• [Your objective]: Which lines below contain the string "Target", with case taken into account? Gather and copy each of them.
------------------------------------------------
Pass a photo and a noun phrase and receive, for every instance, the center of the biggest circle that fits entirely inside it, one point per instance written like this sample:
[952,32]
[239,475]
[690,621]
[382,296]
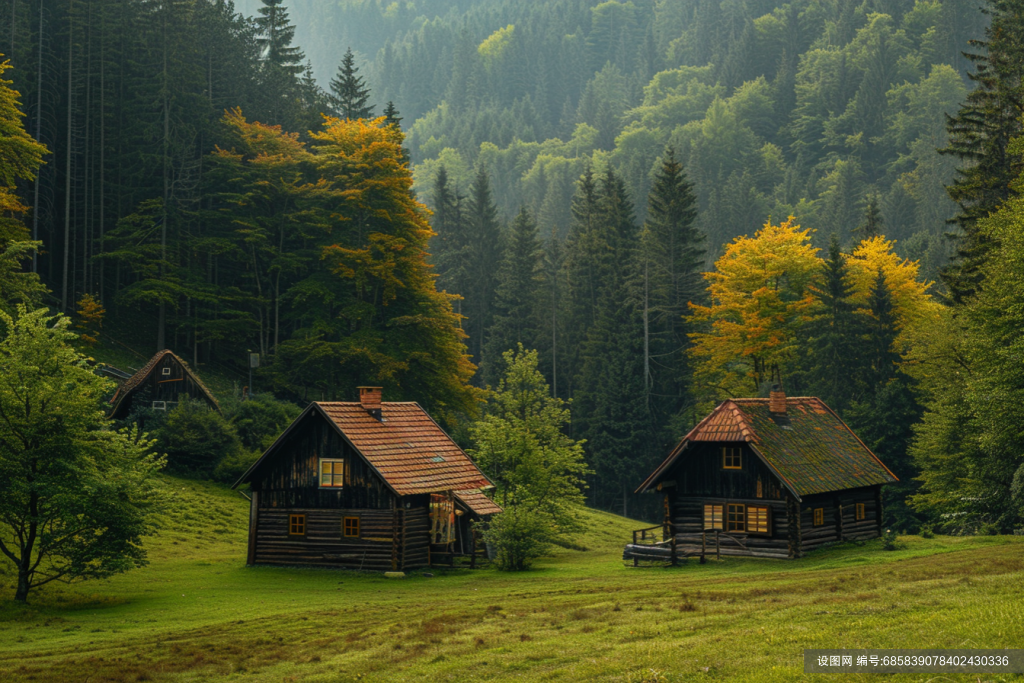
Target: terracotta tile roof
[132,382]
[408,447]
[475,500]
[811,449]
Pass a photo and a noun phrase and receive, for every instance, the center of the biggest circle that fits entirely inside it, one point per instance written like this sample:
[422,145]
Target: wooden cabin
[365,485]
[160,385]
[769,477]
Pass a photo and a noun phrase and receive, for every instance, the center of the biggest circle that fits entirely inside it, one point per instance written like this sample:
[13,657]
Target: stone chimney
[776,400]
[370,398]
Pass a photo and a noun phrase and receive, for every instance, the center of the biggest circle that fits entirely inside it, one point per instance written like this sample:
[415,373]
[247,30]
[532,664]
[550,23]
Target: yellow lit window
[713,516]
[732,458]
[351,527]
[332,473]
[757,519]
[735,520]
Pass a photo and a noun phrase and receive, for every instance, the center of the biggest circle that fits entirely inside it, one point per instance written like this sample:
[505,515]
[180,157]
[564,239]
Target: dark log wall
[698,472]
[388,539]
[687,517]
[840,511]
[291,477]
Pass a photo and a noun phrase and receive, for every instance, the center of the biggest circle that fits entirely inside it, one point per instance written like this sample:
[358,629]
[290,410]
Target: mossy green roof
------------------------------------------------
• [Written response]:
Target: terracotta tile roof
Target: wooden cabin
Target: stone chimney
Target: yellow lit window
Target: dark log wall
Target: mossy green roof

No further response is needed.